- Dataset entries
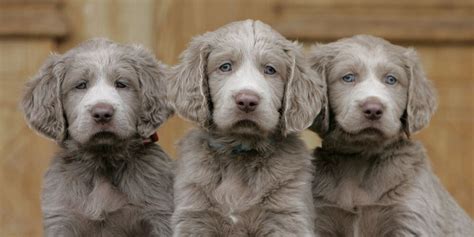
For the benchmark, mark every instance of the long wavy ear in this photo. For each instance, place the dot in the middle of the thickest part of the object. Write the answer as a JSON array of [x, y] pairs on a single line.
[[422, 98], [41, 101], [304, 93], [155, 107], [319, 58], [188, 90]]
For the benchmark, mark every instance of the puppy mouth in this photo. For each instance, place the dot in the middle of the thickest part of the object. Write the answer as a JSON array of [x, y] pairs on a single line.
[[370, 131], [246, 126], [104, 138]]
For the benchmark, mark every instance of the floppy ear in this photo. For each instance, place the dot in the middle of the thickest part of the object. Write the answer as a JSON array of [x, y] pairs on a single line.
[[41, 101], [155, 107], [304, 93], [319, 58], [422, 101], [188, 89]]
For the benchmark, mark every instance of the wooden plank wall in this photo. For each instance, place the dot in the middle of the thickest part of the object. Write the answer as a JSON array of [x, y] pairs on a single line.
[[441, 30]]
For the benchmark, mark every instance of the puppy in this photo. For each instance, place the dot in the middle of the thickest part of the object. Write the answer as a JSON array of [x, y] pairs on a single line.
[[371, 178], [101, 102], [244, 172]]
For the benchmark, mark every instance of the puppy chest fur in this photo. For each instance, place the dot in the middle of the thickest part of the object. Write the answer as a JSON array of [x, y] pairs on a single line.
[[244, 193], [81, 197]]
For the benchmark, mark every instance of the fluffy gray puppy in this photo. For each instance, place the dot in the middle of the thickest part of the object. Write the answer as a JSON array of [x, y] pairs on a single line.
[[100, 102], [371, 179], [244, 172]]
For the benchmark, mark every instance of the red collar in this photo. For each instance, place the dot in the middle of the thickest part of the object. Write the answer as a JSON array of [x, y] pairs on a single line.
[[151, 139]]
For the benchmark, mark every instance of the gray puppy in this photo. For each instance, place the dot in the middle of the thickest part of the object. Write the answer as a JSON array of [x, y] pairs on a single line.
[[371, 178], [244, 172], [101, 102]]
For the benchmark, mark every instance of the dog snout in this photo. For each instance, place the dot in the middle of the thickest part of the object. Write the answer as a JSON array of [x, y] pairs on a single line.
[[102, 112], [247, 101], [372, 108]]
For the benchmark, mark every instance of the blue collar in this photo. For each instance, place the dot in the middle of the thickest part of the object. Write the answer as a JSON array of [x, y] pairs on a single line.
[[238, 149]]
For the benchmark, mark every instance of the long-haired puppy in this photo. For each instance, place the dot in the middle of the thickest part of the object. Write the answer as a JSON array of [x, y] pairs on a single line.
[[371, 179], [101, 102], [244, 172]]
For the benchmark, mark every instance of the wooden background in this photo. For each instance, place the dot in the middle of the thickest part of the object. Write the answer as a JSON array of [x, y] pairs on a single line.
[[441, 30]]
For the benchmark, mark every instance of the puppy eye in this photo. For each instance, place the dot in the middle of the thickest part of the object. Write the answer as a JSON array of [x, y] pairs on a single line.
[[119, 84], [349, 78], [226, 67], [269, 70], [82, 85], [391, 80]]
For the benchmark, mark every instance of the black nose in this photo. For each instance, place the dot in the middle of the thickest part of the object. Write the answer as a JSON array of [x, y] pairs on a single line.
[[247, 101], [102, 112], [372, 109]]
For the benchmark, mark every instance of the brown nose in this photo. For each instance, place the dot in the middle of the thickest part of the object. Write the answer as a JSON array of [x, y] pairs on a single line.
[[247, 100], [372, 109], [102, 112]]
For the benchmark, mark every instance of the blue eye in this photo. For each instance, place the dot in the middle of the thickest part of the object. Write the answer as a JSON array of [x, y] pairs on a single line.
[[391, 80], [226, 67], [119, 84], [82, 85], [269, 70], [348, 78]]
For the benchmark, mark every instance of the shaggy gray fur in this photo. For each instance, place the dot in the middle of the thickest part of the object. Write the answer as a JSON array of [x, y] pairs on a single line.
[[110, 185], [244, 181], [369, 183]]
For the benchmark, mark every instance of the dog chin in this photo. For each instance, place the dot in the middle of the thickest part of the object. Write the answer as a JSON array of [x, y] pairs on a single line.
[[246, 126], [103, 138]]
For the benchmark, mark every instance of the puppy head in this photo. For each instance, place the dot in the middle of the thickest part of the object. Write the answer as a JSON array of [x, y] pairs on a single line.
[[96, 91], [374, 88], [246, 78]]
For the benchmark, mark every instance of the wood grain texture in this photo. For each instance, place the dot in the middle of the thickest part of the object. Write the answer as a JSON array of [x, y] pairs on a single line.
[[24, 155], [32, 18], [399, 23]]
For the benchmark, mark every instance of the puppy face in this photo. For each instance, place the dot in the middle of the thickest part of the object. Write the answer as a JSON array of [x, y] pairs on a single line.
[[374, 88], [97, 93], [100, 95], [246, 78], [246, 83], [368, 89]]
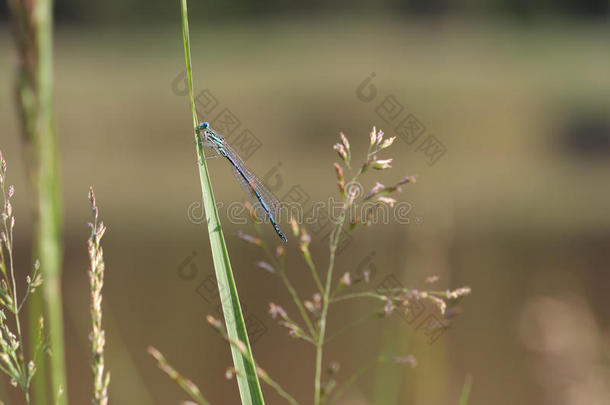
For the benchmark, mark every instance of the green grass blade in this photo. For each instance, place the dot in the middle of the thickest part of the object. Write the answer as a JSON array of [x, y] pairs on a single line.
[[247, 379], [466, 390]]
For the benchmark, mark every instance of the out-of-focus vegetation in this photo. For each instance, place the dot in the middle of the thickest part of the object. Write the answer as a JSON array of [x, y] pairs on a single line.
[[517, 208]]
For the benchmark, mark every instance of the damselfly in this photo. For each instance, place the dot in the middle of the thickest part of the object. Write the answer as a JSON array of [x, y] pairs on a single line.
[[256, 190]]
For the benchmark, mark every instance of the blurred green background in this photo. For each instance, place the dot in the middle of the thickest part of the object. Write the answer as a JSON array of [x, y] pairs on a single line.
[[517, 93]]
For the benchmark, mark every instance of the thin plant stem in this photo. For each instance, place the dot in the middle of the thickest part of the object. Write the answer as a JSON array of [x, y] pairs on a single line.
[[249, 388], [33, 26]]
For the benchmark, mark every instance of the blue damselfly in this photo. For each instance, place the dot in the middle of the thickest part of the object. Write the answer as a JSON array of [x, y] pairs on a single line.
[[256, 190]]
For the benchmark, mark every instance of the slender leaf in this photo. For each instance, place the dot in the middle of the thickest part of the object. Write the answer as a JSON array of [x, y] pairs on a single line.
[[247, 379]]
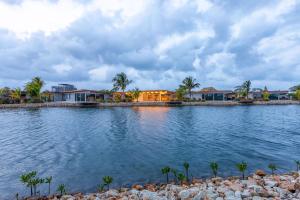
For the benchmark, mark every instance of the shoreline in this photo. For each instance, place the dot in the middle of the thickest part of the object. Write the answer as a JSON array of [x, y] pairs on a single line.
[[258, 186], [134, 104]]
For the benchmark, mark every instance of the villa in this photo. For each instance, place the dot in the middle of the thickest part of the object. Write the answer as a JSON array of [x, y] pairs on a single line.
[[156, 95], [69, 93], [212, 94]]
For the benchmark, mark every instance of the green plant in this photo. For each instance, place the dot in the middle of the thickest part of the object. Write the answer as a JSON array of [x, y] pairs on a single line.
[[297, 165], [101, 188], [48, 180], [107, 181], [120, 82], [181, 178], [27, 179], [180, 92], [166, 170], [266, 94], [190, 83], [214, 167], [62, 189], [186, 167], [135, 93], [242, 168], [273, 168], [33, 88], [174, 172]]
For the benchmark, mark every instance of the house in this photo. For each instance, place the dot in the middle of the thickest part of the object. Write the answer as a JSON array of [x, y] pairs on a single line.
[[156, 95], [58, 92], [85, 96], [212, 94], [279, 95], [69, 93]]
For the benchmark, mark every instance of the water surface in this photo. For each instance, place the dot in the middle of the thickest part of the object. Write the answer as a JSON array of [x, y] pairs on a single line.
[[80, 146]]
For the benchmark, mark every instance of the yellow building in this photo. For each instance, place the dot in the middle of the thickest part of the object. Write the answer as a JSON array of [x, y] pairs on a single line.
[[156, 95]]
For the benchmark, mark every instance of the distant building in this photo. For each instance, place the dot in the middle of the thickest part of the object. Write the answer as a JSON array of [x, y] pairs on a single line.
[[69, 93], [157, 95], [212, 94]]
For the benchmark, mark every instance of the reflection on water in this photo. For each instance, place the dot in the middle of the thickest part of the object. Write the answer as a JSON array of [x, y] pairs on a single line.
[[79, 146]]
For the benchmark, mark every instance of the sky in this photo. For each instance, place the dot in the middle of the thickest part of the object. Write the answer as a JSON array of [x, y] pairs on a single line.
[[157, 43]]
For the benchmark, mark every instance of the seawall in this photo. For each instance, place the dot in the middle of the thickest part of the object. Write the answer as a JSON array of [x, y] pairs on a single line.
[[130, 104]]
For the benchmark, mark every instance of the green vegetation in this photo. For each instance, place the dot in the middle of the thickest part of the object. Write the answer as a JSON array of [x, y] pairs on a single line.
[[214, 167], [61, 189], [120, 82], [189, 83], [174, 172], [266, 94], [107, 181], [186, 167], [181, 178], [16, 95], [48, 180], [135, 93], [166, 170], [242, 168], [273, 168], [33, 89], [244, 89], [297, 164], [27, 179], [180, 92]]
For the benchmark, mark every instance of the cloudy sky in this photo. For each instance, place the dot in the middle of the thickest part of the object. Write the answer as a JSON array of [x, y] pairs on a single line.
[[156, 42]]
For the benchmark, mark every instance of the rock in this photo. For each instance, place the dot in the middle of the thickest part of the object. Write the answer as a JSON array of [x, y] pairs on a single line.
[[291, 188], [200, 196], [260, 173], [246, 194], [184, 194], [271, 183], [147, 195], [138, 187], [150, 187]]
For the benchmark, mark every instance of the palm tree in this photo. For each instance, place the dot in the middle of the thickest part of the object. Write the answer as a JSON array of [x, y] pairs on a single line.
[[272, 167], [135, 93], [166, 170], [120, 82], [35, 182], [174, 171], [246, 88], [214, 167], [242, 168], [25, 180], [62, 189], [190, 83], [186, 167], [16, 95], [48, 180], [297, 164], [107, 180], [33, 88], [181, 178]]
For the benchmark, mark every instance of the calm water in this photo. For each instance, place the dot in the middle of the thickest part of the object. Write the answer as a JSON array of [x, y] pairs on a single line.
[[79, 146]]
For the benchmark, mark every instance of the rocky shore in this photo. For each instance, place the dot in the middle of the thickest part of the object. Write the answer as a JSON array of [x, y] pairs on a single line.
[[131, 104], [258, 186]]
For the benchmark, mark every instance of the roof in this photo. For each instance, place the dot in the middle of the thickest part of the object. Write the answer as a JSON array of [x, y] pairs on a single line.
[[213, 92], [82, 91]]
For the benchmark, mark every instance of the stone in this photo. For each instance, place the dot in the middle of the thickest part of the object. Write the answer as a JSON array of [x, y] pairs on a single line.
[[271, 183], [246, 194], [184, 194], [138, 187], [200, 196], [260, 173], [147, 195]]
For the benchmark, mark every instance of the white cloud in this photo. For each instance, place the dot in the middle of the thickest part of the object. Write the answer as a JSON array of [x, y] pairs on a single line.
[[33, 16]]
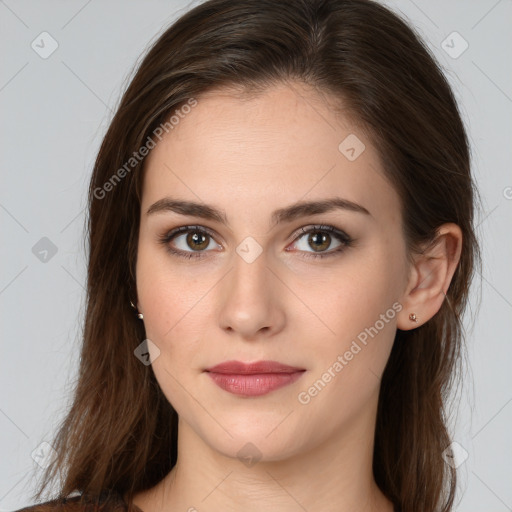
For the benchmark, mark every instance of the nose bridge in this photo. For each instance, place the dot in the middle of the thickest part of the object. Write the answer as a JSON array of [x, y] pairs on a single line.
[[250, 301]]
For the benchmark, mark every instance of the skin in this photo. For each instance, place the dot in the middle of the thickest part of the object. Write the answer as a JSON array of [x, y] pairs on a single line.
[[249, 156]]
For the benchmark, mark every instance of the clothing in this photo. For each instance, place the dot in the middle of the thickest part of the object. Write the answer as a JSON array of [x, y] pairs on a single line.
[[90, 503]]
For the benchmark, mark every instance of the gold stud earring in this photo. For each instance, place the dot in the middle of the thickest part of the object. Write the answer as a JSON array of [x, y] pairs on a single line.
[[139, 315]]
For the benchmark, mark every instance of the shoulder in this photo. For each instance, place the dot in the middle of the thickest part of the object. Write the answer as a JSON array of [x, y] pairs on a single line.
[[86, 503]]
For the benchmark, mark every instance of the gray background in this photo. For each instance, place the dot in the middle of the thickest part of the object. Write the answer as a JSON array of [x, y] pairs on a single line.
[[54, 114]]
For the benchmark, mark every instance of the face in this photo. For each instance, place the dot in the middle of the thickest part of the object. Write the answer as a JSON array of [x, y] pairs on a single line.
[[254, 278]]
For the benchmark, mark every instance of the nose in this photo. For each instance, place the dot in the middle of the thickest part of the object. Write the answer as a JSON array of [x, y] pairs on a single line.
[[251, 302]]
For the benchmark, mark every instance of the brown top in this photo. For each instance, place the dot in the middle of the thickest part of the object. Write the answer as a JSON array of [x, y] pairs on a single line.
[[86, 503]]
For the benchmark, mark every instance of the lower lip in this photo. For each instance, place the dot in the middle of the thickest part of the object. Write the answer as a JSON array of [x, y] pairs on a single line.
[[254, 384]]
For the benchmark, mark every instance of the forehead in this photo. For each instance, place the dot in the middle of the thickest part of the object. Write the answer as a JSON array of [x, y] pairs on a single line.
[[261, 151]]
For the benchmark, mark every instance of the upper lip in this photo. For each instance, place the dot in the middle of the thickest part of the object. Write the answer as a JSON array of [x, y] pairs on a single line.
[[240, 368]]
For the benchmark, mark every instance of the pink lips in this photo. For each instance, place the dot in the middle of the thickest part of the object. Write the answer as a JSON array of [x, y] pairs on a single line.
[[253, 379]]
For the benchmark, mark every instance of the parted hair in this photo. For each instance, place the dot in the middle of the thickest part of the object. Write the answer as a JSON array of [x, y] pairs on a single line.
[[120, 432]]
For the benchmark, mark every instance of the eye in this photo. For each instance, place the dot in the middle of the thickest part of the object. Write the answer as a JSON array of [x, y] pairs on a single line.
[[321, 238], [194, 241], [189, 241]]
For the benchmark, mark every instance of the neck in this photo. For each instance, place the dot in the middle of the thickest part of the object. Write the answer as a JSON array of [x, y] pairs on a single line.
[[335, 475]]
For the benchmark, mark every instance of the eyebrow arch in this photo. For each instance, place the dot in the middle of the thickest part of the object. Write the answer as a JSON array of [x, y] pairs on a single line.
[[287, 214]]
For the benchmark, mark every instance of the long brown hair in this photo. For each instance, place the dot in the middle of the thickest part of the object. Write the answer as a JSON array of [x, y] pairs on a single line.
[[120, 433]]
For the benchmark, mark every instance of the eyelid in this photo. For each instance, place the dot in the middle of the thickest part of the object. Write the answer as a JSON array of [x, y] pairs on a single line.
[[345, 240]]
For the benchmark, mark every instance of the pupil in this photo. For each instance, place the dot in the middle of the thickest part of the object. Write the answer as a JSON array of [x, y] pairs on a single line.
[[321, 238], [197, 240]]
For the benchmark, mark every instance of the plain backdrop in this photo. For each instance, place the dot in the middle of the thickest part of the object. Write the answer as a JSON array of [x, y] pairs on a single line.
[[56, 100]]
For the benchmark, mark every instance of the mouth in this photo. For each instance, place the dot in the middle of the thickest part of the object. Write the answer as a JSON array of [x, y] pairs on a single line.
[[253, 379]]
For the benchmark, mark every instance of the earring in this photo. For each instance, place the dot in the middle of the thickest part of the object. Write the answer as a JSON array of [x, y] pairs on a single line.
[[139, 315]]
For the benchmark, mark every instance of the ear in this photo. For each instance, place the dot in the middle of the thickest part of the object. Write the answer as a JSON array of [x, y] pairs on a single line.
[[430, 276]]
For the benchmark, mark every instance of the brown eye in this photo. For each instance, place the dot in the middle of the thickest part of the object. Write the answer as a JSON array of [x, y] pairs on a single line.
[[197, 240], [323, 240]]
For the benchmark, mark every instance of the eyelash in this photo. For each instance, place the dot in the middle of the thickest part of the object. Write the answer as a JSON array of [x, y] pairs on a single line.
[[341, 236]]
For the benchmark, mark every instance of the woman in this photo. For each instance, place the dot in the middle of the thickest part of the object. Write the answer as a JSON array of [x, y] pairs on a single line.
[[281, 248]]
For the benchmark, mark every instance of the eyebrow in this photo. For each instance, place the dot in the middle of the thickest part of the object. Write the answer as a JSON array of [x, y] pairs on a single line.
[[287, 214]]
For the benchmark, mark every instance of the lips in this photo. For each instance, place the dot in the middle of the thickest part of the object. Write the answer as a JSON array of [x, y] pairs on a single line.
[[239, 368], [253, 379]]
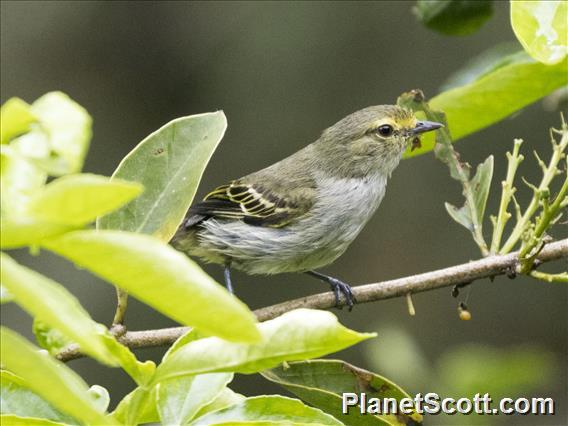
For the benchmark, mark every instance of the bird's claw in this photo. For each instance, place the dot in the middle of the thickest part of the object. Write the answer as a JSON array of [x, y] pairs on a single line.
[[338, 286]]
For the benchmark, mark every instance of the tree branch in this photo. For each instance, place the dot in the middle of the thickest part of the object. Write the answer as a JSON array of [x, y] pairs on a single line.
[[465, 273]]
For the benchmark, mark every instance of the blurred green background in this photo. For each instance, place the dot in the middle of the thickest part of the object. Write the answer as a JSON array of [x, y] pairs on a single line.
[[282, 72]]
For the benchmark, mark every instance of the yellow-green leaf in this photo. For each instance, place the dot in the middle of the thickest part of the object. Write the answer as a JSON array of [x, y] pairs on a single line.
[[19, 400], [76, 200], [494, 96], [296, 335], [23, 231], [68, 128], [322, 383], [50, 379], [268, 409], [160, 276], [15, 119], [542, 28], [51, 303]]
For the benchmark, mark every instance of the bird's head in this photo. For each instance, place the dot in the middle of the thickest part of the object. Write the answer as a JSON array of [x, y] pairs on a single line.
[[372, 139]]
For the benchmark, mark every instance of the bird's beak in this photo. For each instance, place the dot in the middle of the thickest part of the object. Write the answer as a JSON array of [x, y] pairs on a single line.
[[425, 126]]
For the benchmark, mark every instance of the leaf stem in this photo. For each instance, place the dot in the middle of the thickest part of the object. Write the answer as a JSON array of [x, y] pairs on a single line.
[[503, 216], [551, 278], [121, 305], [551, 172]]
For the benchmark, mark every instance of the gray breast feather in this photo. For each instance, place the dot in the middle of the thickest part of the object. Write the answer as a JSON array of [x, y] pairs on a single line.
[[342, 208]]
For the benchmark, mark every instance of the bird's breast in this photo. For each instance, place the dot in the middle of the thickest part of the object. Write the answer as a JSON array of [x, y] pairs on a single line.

- Stated goal
Copy the items from the start through the line that contains "[[371, 178], [101, 102], [244, 172]]", including that line, replacing "thickest part" with "widest part" and changing nothing else. Leave the pictures out of your answer.

- Output of the exercise
For the benchmark, mark every instance of the long wavy ear in this photo. For each instance, place the dot in the middle of the widest part of the object. Write the answer as a JSON array of [x, y] pairs on a single line.
[[422, 98], [41, 101], [304, 93], [155, 107], [319, 58], [188, 90]]
For the benchmark, mark every instance of the puppy mouth in this photo. For each instance, place the dot in the middle of the widest part of the object. Write the answer as a JSON array of [x, y] pairs on a single line.
[[370, 131], [246, 126], [104, 138]]
For the benchmark, mark every instance of the floppy ear in this photo. For each instance, place the dot in the middle of the widest part of the object. Write the answer as a JSON array of [x, y] pairs on a single line.
[[41, 101], [155, 107], [304, 93], [319, 58], [422, 101], [188, 89]]
For the benchmark, mark every instance of the wooden plank wall in this photo. For each instance, place the dot in the middle of the widest part of the object. Write the answer as a JSON array of [x, y] pairs on a single line.
[[441, 30]]
For the benchmark, mark every instance of the puppy in this photo. For each instance, place the dot in the middle of the widest part of the object. Write the answer as a JSON array of [x, y] pairs on a single line.
[[371, 178], [101, 102], [244, 172]]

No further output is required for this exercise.